··· Listed records

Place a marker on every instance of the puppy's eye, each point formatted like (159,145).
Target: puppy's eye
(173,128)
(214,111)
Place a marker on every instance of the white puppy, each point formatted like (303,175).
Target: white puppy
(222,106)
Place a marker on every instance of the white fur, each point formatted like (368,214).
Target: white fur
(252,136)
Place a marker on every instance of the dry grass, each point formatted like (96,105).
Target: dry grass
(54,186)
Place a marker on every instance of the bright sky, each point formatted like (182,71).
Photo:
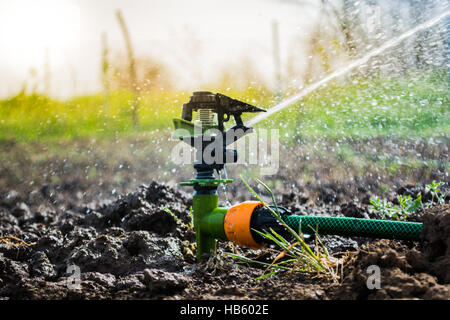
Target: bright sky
(68,33)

······

▸ Requirements: Add 145 to every number in the answer coordinates and write out all of the data above again, marker instructions included. Keep the numbers in the instructions and their format samples unchanged, and leave the picture out.

▸ Right answer:
Place a marker on every instance of the puppy's eye, each point formatted like (159,145).
Target: puppy's eye
(318,273)
(359,256)
Place a marker on every instance of the white puppy, each point formatted like (303,175).
Target: white puppy
(367,251)
Place a marker on every instance of the white fur, each point formatted like (368,214).
Target: white fur
(397,281)
Place a marker on every instance of the dry grass, each point formatted like (96,105).
Target: dry grass
(199,331)
Place a marker on every instance of the bright sky, each point formatted like (182,71).
Photo:
Target: bright sky
(213,178)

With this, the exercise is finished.